**Records**
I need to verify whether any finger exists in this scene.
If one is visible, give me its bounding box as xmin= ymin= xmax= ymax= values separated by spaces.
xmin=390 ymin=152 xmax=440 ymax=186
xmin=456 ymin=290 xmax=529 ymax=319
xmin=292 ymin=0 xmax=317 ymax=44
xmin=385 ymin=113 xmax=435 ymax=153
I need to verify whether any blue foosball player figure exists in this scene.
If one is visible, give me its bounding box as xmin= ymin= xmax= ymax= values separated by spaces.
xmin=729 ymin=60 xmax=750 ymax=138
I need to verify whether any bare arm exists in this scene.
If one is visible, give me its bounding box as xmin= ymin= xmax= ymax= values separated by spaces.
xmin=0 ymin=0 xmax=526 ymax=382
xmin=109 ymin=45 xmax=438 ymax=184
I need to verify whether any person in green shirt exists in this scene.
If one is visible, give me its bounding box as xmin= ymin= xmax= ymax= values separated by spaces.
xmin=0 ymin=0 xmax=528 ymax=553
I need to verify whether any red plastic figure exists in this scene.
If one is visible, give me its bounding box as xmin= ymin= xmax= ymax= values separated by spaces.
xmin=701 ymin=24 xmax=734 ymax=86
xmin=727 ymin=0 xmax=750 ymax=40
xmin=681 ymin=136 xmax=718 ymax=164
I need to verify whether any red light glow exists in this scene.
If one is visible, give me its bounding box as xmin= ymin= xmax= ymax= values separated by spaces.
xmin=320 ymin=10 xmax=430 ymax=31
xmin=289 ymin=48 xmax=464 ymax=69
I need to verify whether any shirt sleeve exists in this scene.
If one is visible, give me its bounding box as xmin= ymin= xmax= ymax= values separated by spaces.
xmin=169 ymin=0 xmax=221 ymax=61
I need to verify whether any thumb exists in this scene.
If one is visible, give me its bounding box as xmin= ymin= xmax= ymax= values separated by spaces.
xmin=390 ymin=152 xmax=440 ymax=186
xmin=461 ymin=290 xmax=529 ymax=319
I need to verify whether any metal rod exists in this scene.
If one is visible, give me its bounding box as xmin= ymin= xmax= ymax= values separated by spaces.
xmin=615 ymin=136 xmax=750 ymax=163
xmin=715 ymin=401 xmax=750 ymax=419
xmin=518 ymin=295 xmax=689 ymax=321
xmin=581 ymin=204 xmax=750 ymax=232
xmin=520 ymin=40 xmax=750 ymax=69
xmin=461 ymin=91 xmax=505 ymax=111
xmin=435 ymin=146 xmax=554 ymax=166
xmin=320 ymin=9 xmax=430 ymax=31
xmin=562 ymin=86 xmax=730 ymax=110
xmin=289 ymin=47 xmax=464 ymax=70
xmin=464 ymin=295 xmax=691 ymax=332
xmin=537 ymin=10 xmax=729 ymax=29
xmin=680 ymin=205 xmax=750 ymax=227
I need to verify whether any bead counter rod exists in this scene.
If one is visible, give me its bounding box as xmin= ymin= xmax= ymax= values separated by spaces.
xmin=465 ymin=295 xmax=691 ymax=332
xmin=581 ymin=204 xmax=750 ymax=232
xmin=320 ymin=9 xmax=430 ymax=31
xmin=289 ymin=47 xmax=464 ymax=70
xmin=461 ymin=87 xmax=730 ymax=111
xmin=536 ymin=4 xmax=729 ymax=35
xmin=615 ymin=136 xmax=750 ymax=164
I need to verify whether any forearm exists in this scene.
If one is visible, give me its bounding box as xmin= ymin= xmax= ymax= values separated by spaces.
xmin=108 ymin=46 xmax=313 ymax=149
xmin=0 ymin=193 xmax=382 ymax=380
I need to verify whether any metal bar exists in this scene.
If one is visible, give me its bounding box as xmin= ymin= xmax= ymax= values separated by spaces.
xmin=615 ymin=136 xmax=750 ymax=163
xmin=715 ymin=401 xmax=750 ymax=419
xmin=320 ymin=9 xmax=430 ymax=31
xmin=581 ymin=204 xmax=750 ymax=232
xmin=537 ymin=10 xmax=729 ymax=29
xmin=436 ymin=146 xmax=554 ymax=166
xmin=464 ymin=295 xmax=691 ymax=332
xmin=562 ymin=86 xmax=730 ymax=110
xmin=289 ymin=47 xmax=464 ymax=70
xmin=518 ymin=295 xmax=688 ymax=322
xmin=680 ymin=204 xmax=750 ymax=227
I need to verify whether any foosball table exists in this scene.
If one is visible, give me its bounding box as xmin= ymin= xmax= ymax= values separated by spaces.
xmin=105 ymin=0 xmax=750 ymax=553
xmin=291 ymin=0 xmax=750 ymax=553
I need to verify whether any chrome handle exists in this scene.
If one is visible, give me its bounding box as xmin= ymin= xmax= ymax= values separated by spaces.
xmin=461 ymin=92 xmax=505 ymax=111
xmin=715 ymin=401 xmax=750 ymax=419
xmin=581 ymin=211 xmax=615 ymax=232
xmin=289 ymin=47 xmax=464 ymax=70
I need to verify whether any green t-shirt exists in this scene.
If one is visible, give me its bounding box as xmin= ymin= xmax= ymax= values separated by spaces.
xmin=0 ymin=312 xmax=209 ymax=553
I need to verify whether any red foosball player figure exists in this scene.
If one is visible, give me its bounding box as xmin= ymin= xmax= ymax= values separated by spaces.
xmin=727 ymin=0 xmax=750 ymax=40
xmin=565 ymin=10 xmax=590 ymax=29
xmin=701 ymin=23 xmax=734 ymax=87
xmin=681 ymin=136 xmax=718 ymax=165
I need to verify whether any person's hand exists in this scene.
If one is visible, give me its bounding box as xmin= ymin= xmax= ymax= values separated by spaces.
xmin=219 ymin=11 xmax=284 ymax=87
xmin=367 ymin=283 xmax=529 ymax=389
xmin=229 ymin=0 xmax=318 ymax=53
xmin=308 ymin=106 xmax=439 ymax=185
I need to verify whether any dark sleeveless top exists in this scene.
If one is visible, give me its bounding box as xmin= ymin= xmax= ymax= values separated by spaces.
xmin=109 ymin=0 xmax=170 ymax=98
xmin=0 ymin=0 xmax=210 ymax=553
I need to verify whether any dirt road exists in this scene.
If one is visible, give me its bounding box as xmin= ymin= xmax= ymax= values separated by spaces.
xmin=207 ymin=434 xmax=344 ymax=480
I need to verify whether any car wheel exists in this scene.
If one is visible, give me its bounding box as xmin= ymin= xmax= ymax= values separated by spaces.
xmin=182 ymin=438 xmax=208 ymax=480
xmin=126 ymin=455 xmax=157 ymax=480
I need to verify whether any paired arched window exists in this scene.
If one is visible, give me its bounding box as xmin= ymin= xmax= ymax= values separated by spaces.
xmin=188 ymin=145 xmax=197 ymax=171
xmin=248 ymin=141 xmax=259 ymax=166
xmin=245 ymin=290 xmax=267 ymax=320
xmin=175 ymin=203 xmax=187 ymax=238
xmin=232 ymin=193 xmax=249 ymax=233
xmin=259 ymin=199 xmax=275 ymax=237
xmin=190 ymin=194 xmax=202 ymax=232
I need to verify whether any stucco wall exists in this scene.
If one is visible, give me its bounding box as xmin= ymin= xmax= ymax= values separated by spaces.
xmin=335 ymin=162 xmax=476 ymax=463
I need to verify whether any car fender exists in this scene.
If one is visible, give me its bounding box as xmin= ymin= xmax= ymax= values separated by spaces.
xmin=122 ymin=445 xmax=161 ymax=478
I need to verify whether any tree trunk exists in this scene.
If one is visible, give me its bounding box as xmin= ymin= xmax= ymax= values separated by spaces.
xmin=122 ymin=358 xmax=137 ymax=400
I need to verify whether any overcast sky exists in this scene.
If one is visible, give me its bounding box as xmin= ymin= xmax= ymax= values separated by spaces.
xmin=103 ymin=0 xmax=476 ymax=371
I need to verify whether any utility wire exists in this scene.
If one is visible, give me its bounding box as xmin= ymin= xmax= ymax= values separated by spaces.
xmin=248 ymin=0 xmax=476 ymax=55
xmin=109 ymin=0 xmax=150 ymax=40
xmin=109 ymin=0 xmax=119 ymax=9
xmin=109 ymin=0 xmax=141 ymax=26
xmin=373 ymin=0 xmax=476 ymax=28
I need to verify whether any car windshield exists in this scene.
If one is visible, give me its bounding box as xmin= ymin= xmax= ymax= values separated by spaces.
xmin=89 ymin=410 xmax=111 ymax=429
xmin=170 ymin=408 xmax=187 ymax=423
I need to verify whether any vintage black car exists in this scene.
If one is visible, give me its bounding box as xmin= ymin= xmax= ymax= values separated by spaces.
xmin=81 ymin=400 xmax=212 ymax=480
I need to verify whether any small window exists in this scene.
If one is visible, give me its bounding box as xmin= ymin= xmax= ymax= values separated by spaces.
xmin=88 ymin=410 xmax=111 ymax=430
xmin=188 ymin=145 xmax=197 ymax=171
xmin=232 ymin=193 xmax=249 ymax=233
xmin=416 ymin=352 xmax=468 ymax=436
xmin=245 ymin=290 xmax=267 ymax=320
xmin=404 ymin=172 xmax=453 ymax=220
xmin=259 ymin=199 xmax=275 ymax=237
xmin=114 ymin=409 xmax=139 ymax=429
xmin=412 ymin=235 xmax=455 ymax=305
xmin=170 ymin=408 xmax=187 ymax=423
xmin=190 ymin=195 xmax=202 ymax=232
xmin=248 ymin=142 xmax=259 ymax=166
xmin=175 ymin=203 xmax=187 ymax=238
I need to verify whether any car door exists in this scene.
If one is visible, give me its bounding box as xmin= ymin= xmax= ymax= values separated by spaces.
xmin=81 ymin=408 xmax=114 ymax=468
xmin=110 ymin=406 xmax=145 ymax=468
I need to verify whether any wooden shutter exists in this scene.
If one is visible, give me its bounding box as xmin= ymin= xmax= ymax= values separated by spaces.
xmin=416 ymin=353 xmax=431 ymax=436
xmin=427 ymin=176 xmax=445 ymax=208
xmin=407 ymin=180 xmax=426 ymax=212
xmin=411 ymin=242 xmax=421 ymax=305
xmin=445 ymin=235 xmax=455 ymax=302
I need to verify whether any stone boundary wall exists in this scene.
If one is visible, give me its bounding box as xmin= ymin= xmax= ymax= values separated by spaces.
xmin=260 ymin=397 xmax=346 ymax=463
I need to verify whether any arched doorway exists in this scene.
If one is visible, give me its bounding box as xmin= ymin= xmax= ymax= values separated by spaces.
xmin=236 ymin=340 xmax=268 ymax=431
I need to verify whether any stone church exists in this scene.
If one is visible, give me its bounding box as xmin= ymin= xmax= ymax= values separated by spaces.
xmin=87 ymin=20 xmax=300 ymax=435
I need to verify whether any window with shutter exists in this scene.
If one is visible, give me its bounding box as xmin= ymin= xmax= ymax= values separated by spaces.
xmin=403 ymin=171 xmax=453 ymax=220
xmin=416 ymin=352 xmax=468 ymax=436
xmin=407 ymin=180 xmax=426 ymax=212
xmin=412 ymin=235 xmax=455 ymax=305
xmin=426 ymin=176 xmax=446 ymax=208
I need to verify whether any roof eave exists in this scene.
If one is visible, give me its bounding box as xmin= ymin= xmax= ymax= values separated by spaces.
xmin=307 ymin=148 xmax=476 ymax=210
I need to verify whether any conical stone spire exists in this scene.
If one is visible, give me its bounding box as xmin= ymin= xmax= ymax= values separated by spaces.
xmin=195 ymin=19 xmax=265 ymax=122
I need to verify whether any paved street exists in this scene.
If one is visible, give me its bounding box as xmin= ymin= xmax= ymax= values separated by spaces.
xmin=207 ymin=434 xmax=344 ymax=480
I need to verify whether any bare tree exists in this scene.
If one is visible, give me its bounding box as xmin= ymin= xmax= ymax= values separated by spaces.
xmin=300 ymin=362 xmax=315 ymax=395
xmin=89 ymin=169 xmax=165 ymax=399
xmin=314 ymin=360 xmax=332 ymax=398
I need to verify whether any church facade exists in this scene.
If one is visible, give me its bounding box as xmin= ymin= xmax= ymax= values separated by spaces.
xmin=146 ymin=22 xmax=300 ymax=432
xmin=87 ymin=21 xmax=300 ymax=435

**Given instruction**
Quote the entries word for word, between the lines holding "I need to verify whether any green" and "xmin=0 ymin=312 xmax=209 ymax=553", inclusive.

**Answer to this task**
I need to verify whether any green t-shirt exists in this scene.
If one is visible, give me its bounding box as xmin= ymin= xmax= ymax= values separated by spaces.
xmin=0 ymin=312 xmax=209 ymax=553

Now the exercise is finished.